◆ **The data**

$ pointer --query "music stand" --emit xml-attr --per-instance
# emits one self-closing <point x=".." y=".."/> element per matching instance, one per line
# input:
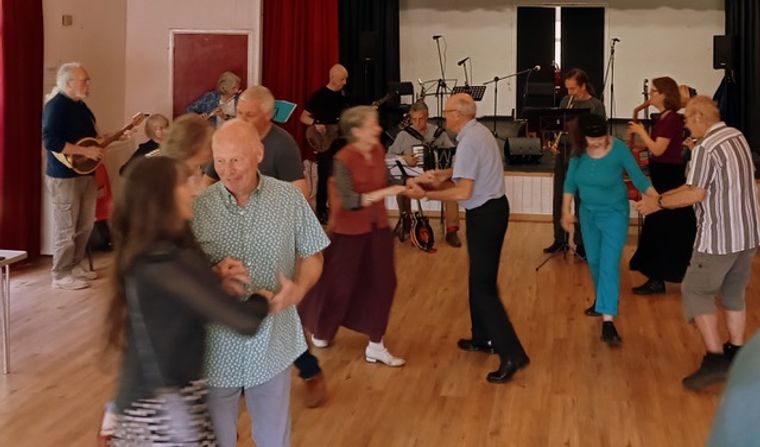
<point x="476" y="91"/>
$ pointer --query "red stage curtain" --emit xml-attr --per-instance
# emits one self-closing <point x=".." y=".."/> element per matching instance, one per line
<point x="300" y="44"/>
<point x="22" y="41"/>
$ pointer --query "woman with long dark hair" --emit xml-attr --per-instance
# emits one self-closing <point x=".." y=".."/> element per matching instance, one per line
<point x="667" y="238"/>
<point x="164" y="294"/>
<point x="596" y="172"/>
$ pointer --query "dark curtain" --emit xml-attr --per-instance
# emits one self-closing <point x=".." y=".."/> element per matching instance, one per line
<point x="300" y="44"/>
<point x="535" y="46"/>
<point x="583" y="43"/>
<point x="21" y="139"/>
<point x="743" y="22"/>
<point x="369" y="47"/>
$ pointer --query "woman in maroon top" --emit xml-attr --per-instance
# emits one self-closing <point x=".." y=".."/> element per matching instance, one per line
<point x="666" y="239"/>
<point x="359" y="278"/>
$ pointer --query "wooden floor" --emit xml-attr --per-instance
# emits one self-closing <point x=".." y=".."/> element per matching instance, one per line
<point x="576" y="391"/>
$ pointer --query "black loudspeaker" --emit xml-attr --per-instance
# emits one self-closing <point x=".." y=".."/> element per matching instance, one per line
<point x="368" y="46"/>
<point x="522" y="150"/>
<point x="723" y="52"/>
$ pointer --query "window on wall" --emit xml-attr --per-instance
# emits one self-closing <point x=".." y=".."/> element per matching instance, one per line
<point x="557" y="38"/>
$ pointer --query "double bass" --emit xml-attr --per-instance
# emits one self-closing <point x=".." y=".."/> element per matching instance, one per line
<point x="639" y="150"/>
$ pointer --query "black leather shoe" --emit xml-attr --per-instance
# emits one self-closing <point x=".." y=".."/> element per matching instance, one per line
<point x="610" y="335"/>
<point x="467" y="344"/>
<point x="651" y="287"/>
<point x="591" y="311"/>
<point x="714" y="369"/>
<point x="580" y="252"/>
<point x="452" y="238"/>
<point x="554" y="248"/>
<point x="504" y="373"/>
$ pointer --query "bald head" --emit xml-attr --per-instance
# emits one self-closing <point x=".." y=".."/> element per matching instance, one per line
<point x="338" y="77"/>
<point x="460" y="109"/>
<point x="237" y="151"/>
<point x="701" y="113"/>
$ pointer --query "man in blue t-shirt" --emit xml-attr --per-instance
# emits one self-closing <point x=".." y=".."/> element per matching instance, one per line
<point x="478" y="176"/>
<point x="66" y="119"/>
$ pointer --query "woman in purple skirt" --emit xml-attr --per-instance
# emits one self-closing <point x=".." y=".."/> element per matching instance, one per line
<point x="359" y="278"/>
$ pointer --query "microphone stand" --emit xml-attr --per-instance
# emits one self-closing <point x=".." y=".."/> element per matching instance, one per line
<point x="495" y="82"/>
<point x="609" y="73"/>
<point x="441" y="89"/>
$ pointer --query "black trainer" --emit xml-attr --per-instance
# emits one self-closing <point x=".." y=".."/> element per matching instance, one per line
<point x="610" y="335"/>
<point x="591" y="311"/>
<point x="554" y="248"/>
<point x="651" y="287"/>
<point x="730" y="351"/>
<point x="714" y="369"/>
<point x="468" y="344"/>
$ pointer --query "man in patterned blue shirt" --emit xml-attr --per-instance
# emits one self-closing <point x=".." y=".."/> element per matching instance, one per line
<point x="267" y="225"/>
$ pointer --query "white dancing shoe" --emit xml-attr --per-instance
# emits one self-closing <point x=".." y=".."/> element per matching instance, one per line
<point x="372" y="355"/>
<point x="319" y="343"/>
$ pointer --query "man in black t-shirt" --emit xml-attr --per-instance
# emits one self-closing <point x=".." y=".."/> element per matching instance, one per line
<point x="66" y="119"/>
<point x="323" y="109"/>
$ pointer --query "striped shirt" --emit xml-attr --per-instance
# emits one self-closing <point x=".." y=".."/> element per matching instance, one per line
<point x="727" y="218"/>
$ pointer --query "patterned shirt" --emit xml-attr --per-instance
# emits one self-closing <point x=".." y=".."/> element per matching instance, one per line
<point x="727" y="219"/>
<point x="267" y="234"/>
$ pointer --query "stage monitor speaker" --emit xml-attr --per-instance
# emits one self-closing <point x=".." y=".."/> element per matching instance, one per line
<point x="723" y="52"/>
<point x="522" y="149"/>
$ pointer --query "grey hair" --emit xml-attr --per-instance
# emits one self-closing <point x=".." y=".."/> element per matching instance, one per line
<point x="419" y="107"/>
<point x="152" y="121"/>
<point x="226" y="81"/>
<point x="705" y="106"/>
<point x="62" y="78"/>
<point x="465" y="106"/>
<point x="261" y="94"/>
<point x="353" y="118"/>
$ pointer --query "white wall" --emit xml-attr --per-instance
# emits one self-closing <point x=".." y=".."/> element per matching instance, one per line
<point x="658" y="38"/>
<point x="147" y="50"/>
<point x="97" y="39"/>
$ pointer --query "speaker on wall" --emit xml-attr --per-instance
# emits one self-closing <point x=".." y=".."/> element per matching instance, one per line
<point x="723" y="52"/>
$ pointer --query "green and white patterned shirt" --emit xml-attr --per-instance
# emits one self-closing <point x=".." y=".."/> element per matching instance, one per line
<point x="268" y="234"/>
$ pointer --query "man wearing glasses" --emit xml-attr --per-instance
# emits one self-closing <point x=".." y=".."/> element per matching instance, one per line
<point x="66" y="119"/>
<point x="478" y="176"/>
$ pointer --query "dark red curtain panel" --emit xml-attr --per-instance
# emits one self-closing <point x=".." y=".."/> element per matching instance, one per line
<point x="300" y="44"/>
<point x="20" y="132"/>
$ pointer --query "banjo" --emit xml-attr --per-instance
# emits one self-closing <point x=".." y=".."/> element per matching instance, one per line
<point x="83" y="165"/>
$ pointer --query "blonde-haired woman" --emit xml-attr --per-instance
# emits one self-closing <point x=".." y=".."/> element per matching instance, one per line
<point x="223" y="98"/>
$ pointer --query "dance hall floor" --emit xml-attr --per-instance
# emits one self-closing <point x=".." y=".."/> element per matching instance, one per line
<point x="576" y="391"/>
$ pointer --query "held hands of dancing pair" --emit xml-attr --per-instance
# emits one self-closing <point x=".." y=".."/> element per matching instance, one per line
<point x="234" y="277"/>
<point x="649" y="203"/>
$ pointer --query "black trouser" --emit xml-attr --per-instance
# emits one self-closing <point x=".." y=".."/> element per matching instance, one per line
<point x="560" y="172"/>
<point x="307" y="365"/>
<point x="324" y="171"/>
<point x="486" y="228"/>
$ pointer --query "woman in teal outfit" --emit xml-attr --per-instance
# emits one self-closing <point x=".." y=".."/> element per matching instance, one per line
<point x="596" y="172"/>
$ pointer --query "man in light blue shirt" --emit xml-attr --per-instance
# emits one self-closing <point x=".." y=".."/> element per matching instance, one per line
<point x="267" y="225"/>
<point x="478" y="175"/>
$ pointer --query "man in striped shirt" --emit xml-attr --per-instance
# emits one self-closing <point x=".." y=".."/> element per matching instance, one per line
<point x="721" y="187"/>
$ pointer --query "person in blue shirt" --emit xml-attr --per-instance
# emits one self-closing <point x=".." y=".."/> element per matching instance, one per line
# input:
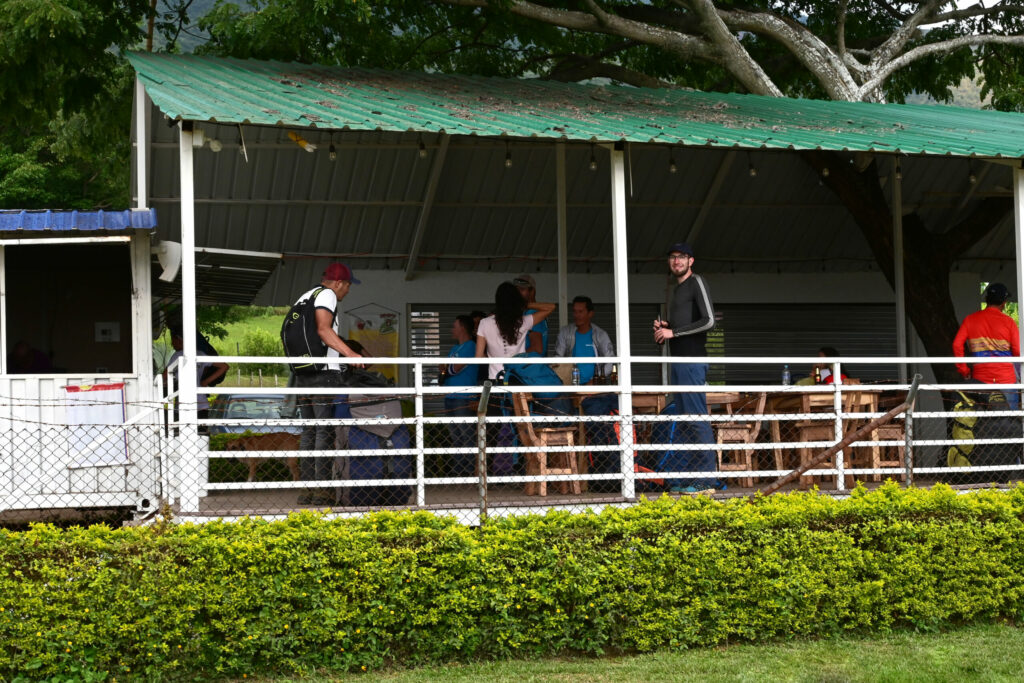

◆ **To do**
Quote exactly the lines from the one that contains "hands of dancing" through the end of the listing above, both ends included, leaving out the pictures.

◆ **Worked answer**
$ pointer --query "held hands of dancing pair" --emit xml-attr --per-instance
# emits one self-closing <point x=".." y=".."/> element per matching instance, one per line
<point x="234" y="277"/>
<point x="649" y="203"/>
$ pointer --query "black trouser" --emit xml-attr --per-instance
# emits one self-closing <point x=".." y=".."/> element per matching instance, one per line
<point x="560" y="172"/>
<point x="307" y="365"/>
<point x="324" y="171"/>
<point x="486" y="228"/>
$ pointer --query "woman in teal outfit" --emit xml-attr --per-instance
# emits one self-closing <point x=".." y=".."/> element per matching instance, one per line
<point x="596" y="172"/>
$ pointer --query "man in light blue shirt" --emit xml-attr --per-instance
# emits one self-closing <point x=".." y=".."/> element per matching instance, one per line
<point x="267" y="225"/>
<point x="478" y="175"/>
$ pointer --query "man in striped shirt" --emit xml-attr --per-instance
# emits one self-closing <point x=".." y=".."/> element per matching instance, one per line
<point x="721" y="187"/>
$ pointer --query "person in blue shirt" --emit xml-attr --per-instance
# emits one self-closing <point x=".." y=".."/> element per matching instance, one per line
# input:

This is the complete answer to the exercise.